INSTRUCTIONS FOR THE TASK
Copy out the data exactly as it appears, without a single image.

- - - - -

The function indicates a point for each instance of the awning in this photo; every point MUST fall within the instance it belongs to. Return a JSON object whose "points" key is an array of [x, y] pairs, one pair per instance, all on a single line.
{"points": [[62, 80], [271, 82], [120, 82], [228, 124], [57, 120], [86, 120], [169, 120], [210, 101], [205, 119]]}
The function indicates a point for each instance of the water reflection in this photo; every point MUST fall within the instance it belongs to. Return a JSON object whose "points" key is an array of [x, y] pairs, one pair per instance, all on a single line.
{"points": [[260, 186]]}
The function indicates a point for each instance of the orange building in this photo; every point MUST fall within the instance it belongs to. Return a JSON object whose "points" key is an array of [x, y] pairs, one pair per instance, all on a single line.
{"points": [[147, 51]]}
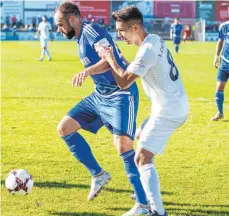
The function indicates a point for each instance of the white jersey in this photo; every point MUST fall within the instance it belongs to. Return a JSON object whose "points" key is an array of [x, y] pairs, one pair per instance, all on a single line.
{"points": [[160, 78], [44, 28]]}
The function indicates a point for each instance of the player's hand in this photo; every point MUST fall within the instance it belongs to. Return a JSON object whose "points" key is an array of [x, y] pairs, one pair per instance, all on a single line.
{"points": [[79, 78], [107, 54], [216, 62]]}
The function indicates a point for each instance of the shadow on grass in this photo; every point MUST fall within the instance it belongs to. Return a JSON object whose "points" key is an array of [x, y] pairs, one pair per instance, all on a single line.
{"points": [[48, 184], [195, 209], [78, 214]]}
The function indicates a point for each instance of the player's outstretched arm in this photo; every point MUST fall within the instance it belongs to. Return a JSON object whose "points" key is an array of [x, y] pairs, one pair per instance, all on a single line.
{"points": [[219, 47], [100, 67]]}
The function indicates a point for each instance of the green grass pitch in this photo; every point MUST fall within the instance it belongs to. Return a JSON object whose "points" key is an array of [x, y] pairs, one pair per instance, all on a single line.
{"points": [[194, 169]]}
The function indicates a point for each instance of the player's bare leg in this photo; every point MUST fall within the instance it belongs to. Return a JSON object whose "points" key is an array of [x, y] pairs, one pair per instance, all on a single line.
{"points": [[124, 147], [219, 100], [68, 129]]}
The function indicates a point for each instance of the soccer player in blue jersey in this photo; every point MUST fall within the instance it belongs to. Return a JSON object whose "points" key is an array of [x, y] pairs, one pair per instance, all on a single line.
{"points": [[223, 71], [108, 105], [175, 34]]}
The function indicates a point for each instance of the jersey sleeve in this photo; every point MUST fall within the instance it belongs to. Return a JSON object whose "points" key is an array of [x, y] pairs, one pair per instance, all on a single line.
{"points": [[145, 59], [39, 27], [96, 34], [221, 36]]}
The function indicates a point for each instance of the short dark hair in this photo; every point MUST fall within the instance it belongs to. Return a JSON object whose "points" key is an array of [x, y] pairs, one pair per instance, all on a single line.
{"points": [[68, 8], [128, 13]]}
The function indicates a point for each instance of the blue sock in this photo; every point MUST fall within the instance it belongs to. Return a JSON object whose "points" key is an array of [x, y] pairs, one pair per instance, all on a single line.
{"points": [[219, 98], [176, 48], [82, 152], [134, 176]]}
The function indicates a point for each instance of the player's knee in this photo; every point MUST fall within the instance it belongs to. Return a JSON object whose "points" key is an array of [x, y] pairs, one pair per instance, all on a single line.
{"points": [[137, 134], [123, 143], [136, 160], [220, 86], [62, 129]]}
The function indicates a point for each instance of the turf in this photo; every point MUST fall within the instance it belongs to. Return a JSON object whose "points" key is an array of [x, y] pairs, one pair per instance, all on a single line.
{"points": [[194, 169]]}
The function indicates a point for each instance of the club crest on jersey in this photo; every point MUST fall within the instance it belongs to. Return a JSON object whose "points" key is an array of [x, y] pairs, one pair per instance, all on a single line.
{"points": [[85, 61], [140, 63]]}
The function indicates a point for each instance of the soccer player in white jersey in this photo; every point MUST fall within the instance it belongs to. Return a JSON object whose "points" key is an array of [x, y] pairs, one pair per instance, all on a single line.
{"points": [[223, 71], [44, 29], [162, 84]]}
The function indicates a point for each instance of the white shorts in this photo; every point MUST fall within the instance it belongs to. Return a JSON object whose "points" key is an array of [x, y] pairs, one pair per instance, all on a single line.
{"points": [[156, 132], [44, 43]]}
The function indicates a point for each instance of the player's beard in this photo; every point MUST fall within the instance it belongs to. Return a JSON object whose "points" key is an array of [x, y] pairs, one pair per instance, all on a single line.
{"points": [[70, 33]]}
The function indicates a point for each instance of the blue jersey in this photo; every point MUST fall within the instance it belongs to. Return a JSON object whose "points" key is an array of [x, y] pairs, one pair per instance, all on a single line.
{"points": [[224, 35], [176, 29], [90, 34]]}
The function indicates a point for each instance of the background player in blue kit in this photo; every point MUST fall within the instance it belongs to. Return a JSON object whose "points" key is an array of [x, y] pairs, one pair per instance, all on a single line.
{"points": [[223, 71], [175, 34], [107, 105]]}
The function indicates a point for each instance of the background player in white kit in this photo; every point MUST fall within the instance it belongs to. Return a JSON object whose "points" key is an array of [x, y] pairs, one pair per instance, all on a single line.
{"points": [[162, 84], [44, 29]]}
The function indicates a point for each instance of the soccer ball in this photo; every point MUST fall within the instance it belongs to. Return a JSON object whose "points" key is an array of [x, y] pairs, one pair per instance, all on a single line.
{"points": [[19, 182]]}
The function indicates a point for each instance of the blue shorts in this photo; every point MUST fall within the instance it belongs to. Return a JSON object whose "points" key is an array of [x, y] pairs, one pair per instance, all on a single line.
{"points": [[176, 40], [117, 112], [223, 72]]}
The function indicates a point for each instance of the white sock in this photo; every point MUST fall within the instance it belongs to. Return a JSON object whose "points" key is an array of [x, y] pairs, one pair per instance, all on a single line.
{"points": [[48, 54], [151, 185], [42, 53]]}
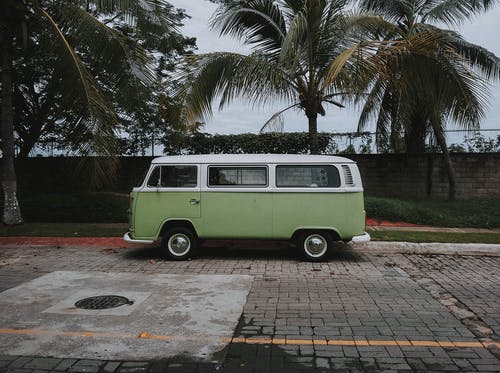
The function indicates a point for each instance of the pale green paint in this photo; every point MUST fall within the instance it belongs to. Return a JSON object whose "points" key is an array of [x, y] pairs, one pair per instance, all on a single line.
{"points": [[236, 215], [341, 212], [150, 210], [249, 215]]}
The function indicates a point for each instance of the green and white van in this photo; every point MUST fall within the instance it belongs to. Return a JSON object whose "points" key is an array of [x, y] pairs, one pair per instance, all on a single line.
{"points": [[312, 200]]}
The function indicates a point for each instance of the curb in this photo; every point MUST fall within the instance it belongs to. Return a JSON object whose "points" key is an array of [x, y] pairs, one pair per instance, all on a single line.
{"points": [[372, 247], [386, 247]]}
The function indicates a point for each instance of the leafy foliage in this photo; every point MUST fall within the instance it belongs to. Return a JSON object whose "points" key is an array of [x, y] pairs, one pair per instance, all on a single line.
{"points": [[266, 143], [442, 80], [106, 39], [307, 53]]}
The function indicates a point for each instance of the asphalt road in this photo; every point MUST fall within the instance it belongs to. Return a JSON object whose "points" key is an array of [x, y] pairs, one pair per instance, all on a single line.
{"points": [[357, 312]]}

- - - - -

WRITTEN RESPONSE
The function indicates a point for each instance of the awning in this photo; every point MUST fall within the instance it belongs to. Return a JSON object whose "points" key is an array of [x, y] pairs, one pair per instance, all on a single line.
{"points": [[62, 80], [271, 82], [120, 82], [228, 124], [57, 120], [86, 120], [169, 120], [210, 101], [205, 119]]}
The function indicates a point for each instance of the water reflection in this photo; every point MUST fall within the instance it belongs to. Return a JSON object whose "points" key is an array of [x, y] pairs, one pair per instance, all on a single line.
{"points": [[260, 186]]}
The function indicates a point for each instance of the orange building in this photo; every point MUST fall within the instance it belongs to. Return a JSON object whose "points" key is an array of [x, y] pairs, one pair per instance, all on a single line.
{"points": [[147, 51]]}
The function indicates a point for each instance of the white jersey in this photo; every point MUST fall within the instance it belongs to. Return a JSON object whose "points" key is an array of [x, y] pairs, one pair per instance, all on a single line.
{"points": [[160, 78], [44, 28]]}
The function indicates a point for each instance of the player's hand in this photo; every point MUST fall within the instance it belongs to. Return a JSON object whose "points" key is an array of [x, y] pairs, one pair per instance, all on a single line.
{"points": [[79, 78], [107, 54], [216, 62]]}
The function indicates a point for each instance of the shadow on grass in this photo; every point MUST fall within the instance it belongs to. Return a JSON object whose "points" key is an array of [x, y] pairs, one pair per instance, all on a single line.
{"points": [[48, 184], [195, 209], [78, 214]]}
The function indicates a point for each instance of the player's outstretched arm in this photo; every point MUST fall within the instance it belongs to. Return a JSON object whose "points" key is an array of [x, y] pairs, one pair per instance, all on a single line.
{"points": [[219, 47], [100, 67]]}
The function indicates a point for each instance of the green grass pitch in this photo; every point MUST fall within the instance it belongs to. Return a JSON object whose "points" key is an array of [x, y] pairs, one pair per instance, all on a single line.
{"points": [[194, 169]]}
The function indicates a point for each instance of the player's bare leg in this photo; every point MUST fall within the instance it belongs to. Return a JSON object whose "points" key is an array of [x, y] pairs, one pair per instance, all on a single line.
{"points": [[124, 147], [219, 100], [68, 129]]}
The function indicates a point for each instance of the soccer player in blue jersey in this photo; every point MUST fall within the instance it belongs to. Return a JSON object whose "points" key is an array of [x, y] pairs, one pair per instance, all on a single line.
{"points": [[223, 71], [108, 105], [175, 34]]}
The function indicates a point for each instance of the jersey sleeve in this photo; every point MUST fall within the instance it belongs to. Return a JSON object whose "points" key is an array of [x, y] pairs, one pair per instance, all on a single line.
{"points": [[145, 59], [39, 27], [96, 34], [221, 36]]}
The function indicates a point for each instance of the short dark hair in this photo; every point MUST fall within the instance it belongs to. Return a JSON object whose "points" key is an array of [x, y] pairs, one pair per instance, all on a single line.
{"points": [[68, 8], [128, 13]]}
The function indicates a point for each instance of the blue sock in this photo; every point MUST fall within the instance it belongs to. Return a JSON object whose "points" key is an array of [x, y] pairs, one pair per instance, all on a single line.
{"points": [[219, 98], [176, 48], [82, 152], [134, 176]]}
The function indicates a point for each instance of the player's knee in this photo; every point MUST fall within the instance it belongs to. Return a JSON object whose "points" key is an array of [x, y] pairs, one pair per instance, all on a single line.
{"points": [[137, 134], [123, 143], [136, 160], [220, 86], [62, 129]]}
The function indicates a point for each instance of the turf in this photo; every point MUST fall within the instance it belongs to. Return a JSON object whose "points" key is an array of [x, y] pairs, one pair per instance, all on a single line.
{"points": [[194, 169]]}
The function indicates a point for each instance of the club crest on jersey in this photo; every point MUST fall within the instance it belongs to. Return a JSON object whose "points" key is an array of [x, y] pairs, one pair per instance, all on a single line.
{"points": [[85, 61], [140, 63]]}
The function indicates a point for each instance of the soccer player in white jersey in this photo; every point MUST fall within the instance it belongs to. Return a JSON object whose "points" key is an array of [x, y] pairs, one pair per instance, all on a single line.
{"points": [[223, 71], [44, 29], [162, 84]]}
The function indicates a point for each instance of the white shorts in this photo; every point MUST fall within the instance it belongs to. Return a JSON object whose "points" key is an array of [x, y] pairs, one pair per instance, all on a single line.
{"points": [[156, 132], [44, 43]]}
The function indicates a point for each instance of the player's beard in this photo; every point MUST fall within the instance it belongs to. Return a JSON object whose "points" key is an array of [x, y] pairs, one pair per instance, all on a single line.
{"points": [[70, 33]]}
The function indicates a point for each instance of the blue jersey in this photo; every point MUST fall within the instance it belongs to. Return a JSON object whose "points" key is an array of [x, y] pairs, one pair per instance, all on a single line.
{"points": [[224, 35], [176, 29], [90, 34]]}
The function indicates a point for each instance of the background player in blue kit in this photo; every point MUST fall within the instance it belongs to. Return a JSON object whose "points" key is an array of [x, y] pairs, one pair per instance, all on a single line.
{"points": [[223, 71], [175, 34], [107, 105]]}
The function indicates a point for each instance of the background player in white kit in this photo; every point MUST fall within the instance it belongs to. Return a JSON object whose "points" key is an array of [x, y] pairs, one pair per instance, all on a single line.
{"points": [[162, 84], [44, 29]]}
The function indicates a point for each instance of the soccer ball in this photo; every point MUST fall within the instance it belongs to. Return a JSON object whose "points" key is an array of [x, y] pairs, one pair per instance, all on a single line.
{"points": [[19, 182]]}
The function indicates a point for each instance of the blue shorts in this photo; every point MUST fall within the instance it belongs to. Return a JSON object whose "points" key is an array of [x, y] pairs, one pair per instance, all on a single line.
{"points": [[176, 40], [117, 112], [223, 72]]}
The function indicates a point for each instance of the white sock in this photo; every point MUST fall within the instance it belongs to. Return a JSON object whose "points" key is an array of [x, y] pairs, one pair per instance, all on a single line.
{"points": [[48, 54], [151, 185], [42, 53]]}
The function indicates a point for each instance of the pale green paint in this photo; every point MUST fall within the instance it belongs to. Return a JSON object whose "points" key is an array of [x, y] pairs, one pair per instance, all on a single line.
{"points": [[236, 215], [341, 212], [150, 210], [249, 215]]}
The function indicates a point for each instance of the green and white van in this photo; every point MUST fall within the instance it belongs to. Return a JSON object whose "points" key is an array of [x, y] pairs, one pair per instance, all on a single line.
{"points": [[312, 200]]}
The function indicates a point for each instance of the curb in this photo; every point MUST fall within the instance it belongs to. Return a JSON object whose "points" key is an array of [x, y] pairs, one pair per instance, all on a single line.
{"points": [[372, 247], [386, 247]]}
The function indicates a point for each instance of the leafy foliage in this photo; every point MUST fall within the instance it belongs to. Return a JSON object whose "points" key is an array of [x, y] pairs, one pair per instance, all on a single line.
{"points": [[266, 143], [442, 80], [106, 39], [307, 53]]}
The function indicates a point for each instance of the asphalt road in this photo; every point MUST fall within the instance it belongs to. Return a JSON object whose "points" key is an array of [x, y] pairs, one pair per instance, all on a single line.
{"points": [[357, 312]]}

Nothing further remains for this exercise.